(Records of labeled points)
"""

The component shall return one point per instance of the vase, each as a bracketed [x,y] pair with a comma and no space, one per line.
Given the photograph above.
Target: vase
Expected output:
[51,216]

"""

AIM:
Present each line of the material above as an item in a numbered list, omitting any blank lines.

EXPECTED ANSWER:
1. The component shall return one point per instance of the vase, each as a bracketed [x,y] pair with a comma and no space, one per line.
2. Given the photograph above.
3. Target: vase
4. Expected output:
5. [51,216]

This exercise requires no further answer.